** start Data for this task **

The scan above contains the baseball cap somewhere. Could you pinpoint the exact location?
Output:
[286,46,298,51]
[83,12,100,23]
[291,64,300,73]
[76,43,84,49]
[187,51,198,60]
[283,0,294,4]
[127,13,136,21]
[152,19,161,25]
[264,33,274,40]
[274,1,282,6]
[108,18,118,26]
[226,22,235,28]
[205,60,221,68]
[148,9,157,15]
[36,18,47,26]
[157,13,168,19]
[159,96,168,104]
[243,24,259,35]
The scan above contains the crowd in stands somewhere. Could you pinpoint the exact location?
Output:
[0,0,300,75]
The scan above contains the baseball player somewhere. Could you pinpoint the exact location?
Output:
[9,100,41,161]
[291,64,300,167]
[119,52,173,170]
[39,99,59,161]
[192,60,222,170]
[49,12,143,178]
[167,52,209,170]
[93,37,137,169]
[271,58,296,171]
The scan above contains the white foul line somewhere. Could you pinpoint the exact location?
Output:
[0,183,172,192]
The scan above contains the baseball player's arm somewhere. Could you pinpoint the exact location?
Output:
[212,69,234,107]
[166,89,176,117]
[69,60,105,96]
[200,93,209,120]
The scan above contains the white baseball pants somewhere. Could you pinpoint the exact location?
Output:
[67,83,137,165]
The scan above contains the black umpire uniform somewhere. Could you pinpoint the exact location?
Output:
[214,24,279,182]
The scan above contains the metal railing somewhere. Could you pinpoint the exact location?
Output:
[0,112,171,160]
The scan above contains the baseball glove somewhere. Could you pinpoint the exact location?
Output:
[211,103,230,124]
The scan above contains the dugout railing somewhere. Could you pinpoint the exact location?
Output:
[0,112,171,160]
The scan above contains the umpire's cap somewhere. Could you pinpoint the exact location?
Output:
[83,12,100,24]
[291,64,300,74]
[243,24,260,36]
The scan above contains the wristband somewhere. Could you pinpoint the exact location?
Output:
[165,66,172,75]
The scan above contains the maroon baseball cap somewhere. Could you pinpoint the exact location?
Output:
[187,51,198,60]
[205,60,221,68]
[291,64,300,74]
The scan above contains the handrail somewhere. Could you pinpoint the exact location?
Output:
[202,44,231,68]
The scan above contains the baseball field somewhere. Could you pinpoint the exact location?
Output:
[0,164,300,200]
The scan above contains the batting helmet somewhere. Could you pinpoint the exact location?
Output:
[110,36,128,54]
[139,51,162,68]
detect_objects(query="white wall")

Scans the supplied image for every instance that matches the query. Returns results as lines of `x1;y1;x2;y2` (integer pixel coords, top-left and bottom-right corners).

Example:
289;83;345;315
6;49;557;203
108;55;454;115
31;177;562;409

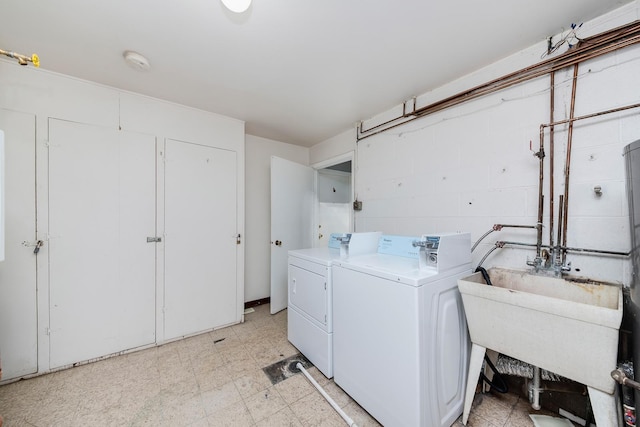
0;59;245;372
311;2;640;283
244;135;309;302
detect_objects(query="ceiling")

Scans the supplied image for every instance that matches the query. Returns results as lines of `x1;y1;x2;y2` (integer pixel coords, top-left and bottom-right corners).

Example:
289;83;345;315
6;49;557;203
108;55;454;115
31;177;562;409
0;0;627;147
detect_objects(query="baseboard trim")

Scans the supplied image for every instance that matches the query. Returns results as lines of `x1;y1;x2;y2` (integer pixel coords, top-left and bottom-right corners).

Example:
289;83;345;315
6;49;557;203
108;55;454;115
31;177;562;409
244;297;271;310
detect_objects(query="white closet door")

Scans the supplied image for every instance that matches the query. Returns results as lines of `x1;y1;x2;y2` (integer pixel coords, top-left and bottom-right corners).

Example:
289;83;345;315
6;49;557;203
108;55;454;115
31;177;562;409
0;109;38;380
164;140;238;339
49;119;156;368
268;156;316;314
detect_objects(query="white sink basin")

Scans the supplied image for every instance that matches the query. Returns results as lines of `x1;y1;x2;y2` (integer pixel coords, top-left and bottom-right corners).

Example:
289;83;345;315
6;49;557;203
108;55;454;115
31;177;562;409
458;268;622;425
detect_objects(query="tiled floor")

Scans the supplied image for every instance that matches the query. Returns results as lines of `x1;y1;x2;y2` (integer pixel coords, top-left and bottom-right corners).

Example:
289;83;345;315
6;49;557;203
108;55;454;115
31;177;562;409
0;306;568;427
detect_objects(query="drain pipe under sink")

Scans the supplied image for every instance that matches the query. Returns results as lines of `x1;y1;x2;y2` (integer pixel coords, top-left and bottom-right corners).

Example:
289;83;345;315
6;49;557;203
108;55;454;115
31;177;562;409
530;366;540;411
296;362;358;427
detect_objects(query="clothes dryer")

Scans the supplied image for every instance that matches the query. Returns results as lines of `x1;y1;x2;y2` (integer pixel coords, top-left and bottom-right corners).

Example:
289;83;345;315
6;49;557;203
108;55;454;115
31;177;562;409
287;232;382;378
333;233;471;427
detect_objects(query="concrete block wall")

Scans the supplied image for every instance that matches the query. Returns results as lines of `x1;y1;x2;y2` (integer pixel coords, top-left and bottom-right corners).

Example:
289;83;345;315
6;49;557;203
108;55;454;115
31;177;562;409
355;3;640;284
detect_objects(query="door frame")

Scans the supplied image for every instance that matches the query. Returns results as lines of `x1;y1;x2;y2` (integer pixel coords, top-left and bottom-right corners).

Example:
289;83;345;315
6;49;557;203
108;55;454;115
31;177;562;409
311;151;356;239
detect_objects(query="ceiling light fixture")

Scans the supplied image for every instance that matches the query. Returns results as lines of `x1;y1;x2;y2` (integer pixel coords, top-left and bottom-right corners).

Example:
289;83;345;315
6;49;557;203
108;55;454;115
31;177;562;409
222;0;251;13
122;50;151;71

** end Data for this task **

# Direction:
Rewrite all of the records above, swapping "exact location" for "precise position" wherever it occurs and keeping everything else the same. Leave the pictures out of your answer.

# Solution to this problem:
The scan above contains the baseball cap somewhere. Could you pinpoint the precise position?
Output:
[286,46,298,51]
[83,12,100,23]
[291,64,300,73]
[76,43,84,49]
[187,51,198,60]
[283,0,294,4]
[127,13,136,21]
[152,19,161,25]
[264,33,274,40]
[274,1,282,6]
[108,18,118,26]
[226,22,235,28]
[205,60,221,68]
[148,9,157,15]
[36,18,47,26]
[157,13,168,19]
[159,96,168,104]
[243,24,259,35]
The scan above contains the crowd in stands somewhere. Could you pinpoint the precise position?
Output:
[0,0,300,75]
The scan above contains the baseball player somewhere. Could you pinpoint the precise position?
Output:
[9,100,41,161]
[291,64,300,167]
[119,52,173,170]
[39,99,59,161]
[192,60,222,170]
[49,12,143,178]
[167,52,209,170]
[93,37,137,169]
[271,58,296,171]
The scan above contains the white foul line somewhere. Could you pinpoint the precise position?
Output:
[0,183,172,192]
The scan above contains the baseball player's arm somewhere. Could you pinpoint the precise position?
Output:
[212,69,234,107]
[166,89,176,117]
[69,60,105,96]
[200,93,209,120]
The scan above contains the white baseball pants somewhere. Could you pinpoint the precise position?
Output:
[67,83,137,165]
The scan above contains the black umpire uniform somewhere. Could you pinpoint the precise position?
Output:
[214,24,279,182]
The scan above contains the metal railing somewhere. Could you pinpoint the precise position?
Output:
[0,112,171,160]
The scan above contains the baseball glove somewhere. Could you pinpoint the precise position?
Output:
[211,103,230,124]
The scan above contains the dugout railing somewhere. Could you pinpoint the precise position?
Output:
[0,112,171,160]
The scan above contains the umpire's cap somewhere. Could you pinpoint the precise position?
Output:
[83,12,100,24]
[291,64,300,74]
[243,24,260,36]
The scan above contains the wristband somewhere. Could you pinpoint the precise position?
Output:
[165,66,172,75]
The scan above contains the maroon baseball cap somewhere. Could you pinpoint the precise position?
Output:
[187,51,198,60]
[205,60,221,68]
[291,64,300,74]
The scan above contains the handrail somewhere. Could you pinpoint the precise position?
Output:
[202,44,231,68]
The scan above contains the baseball field somewhere. Could you pinpoint the precise position?
Output:
[0,164,300,200]
The scan above contains the batting helmet somewhere. Could you pinpoint the precise position?
Output:
[110,36,128,54]
[139,51,162,68]
detect_objects(query="white wall")

Scans the supplied image for every instance that matches the query. Returns results as lines of `x1;y1;x2;y2` (integer pixel coords, top-left and bottom-right corners).

Example:
289;83;345;315
6;49;557;203
108;55;454;115
31;177;562;409

0;59;245;372
311;2;640;283
244;135;309;302
detect_objects(query="ceiling")

Scans the supplied image for every instance that matches the query. Returns results as lines of `x1;y1;x2;y2` (integer pixel coords, top-left and bottom-right corners).

Example:
289;83;345;315
6;49;557;203
108;55;454;115
31;177;562;409
0;0;627;147
detect_objects(query="baseboard trim")

Scans the supplied image for every instance that matches the query. Returns results as lines of `x1;y1;x2;y2` (integer pixel coords, top-left and bottom-right corners).

Example:
289;83;345;315
6;49;557;203
108;55;454;115
31;177;562;409
244;297;271;310
detect_objects(query="white closet door")

Scans the supplied image for every instance that matches the query. Returns results as lines of `x1;y1;x2;y2` (integer pixel coords, top-left and bottom-right corners).

Example:
289;83;345;315
6;49;557;203
108;55;454;115
31;177;562;409
0;109;38;380
164;140;238;339
49;119;156;368
268;156;316;314
detect_objects(query="white sink basin")

Scans the supplied image for every instance that matches the query. Returns results as lines of `x1;y1;x2;y2` (integer pixel coords, top-left and bottom-right corners).

Example:
289;83;345;315
6;49;557;203
108;55;454;115
31;177;562;409
458;268;622;425
detect_objects(query="tiled floor")

Scans the supplied image for every instance that matches the query. Returns results as lines of `x1;y1;x2;y2` (integer pixel coords, top-left and bottom-right corners).

Example:
289;83;345;315
6;49;557;203
108;55;454;115
31;177;562;409
0;306;568;427
detect_objects(query="drain pipe under sink")

Scans the supplied image for every instance that matches the query. Returns results as lines of `x1;y1;x2;y2` (integer pixel coords, top-left and bottom-right corners).

Example:
289;83;345;315
6;49;557;203
108;55;454;115
31;177;562;409
530;366;540;411
296;362;358;427
detect_objects(query="clothes dryer")

Scans the supplied image for every instance that matches the query. Returns results as lines of `x1;y1;x2;y2` (integer pixel coords, top-left and bottom-right corners).

Example:
289;83;345;315
6;49;557;203
108;55;454;115
31;177;562;409
287;232;382;378
333;233;471;427
detect_objects(query="concrete block wall")

Scans the supplied image for every instance that matches the query. Returns results as lines of `x1;y1;x2;y2` (integer pixel coords, top-left and bottom-right corners).

Example:
289;83;345;315
6;49;557;203
108;55;454;115
31;177;562;409
355;3;640;284
detect_objects(query="door frame")

Scans the supplied image for every instance that matches the query. Returns results as lines of `x1;y1;x2;y2` (integer pixel coords, top-left and bottom-right corners).

Example:
289;83;345;315
6;49;557;203
108;55;454;115
31;177;562;409
311;151;356;239
detect_objects(query="ceiling light fixture")

Scans the supplied image for every instance that matches the query. Returns results as lines of `x1;y1;x2;y2` (integer pixel coords, top-left and bottom-right corners).

Example:
289;83;345;315
6;49;557;203
108;55;454;115
31;177;562;409
222;0;251;13
122;50;151;71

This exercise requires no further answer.